» **WRITTEN INSTRUCTION A**
In the passage below about describing smells, what does the writer compare the aldehyde C14 to?

You don't have to dabble for very long to begin to realise that the world of smell has no reliable maps, no single language, no comprehensible metaphorical structure within which we might comprehend it and navigate our way around it. It seems to compare poorly, for example, with the world of sight. If we want to think about color, we can use words like hue and brightness and saturation. We can visualise a particular sightly milky green, imagine where it falls on a spectrum chart, look at its neighbours and complementaries, and the finally say that it is, say, pale turquoise or jade. These are relatively precise numerically, in angstroms, for example, or (if you want to paint your house in it) as British Standard paintshade number something-or-other. Similarly with shape: We use measurement and geometry and, of course, drawings, to communicate that type of information.

But the best we seem to be able to do with smells is to evoke comparisons. We can say that karanal is like striking a flint, that the aldehyde C14 is like latex. As far as I know there is not even the beginning of a useable system of relating these to one another. Where does karanal stand in relation to tuberose? Or sandalwood to sage? Don't ask me.

Like others who've played with perfumes, I found this somewhat unsatisfactory. I wanted a system, a map. I briefly thought I might be able to make one myself, but this plan foundered as I jotted down the resemblance between strawberries and egg yolk, between breweries and certain types of horsehair bedding. I just knew I didn't have enough stamina to collect, let alone collate, all those sensations. I'd also noticed to my confusion that the substances coriander and vetiver were never quite the same twice. The vetiver I bought in the Walworth Road in London was distinctly different from what I got from the labs of Quest International in Paris, and the French coriander I found in 1988 was different from the French coriander I bought a year later.

» **WRITTEN INSTRUCTION B**
Gather every line from the rows below that contains the string "shoe".

» **RECORD EXCERPTS**
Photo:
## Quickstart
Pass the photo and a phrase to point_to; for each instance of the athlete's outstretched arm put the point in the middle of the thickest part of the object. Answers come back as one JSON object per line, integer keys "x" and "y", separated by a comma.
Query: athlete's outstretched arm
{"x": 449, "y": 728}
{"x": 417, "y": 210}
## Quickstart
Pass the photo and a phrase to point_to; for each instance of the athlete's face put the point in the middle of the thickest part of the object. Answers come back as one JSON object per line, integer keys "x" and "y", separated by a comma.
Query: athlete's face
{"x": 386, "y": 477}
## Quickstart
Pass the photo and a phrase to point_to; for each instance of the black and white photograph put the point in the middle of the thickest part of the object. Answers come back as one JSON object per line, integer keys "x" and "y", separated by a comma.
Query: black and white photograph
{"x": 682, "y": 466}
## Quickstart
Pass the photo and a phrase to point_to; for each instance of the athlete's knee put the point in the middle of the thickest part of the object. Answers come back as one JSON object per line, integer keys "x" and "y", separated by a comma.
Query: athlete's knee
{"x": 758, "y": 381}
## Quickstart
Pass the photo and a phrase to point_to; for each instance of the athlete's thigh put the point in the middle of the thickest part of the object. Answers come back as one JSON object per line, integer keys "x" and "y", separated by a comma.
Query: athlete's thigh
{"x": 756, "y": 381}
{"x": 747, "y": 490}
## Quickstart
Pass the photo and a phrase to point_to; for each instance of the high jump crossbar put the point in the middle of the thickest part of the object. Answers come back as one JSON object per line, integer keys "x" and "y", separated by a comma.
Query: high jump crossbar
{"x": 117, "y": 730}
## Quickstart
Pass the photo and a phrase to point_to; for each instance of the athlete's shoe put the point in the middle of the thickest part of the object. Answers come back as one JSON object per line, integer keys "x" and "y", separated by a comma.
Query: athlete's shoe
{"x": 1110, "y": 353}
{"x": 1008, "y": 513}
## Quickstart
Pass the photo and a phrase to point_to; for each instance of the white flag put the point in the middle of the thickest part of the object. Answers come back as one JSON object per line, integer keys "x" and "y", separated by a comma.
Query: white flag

» **COMPLETE ANSWER A**
Latex.

» **COMPLETE ANSWER B**
Pass the photo and a phrase to point_to; for each instance of the athlete's shoe put the point in the middle of the thickest part of the object. Answers come back as one JSON object per line, integer keys "x" and "y", separated by a comma.
Query: athlete's shoe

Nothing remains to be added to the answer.